Exercise inputs ::
★ ★ ★ ★ ★ ★ ★

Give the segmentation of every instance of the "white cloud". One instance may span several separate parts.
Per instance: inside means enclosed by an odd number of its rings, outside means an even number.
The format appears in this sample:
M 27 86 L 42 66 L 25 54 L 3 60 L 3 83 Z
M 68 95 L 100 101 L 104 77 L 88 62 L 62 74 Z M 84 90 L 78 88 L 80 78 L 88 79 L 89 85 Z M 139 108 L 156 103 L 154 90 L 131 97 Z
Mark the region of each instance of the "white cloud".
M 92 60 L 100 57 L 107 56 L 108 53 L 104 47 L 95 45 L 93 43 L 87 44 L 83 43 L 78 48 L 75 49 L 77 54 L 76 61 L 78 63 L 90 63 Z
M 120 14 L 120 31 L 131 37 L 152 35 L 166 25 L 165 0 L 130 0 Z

★ ★ ★ ★ ★ ★ ★

What you need to do ::
Arrange the lines from the start of the rows through the line containing "The format appears" as a Markdown table with columns Line and Text, numbering each line and omitting blank lines.

Task solution ::
| Line | Text |
|---|---|
| 1 | Give the segmentation of every instance of the "white cloud". One instance may span several separate parts. |
| 2 | Per instance: inside means enclosed by an odd number of its rings, outside means an even number. |
| 3 | The format appears in this sample: |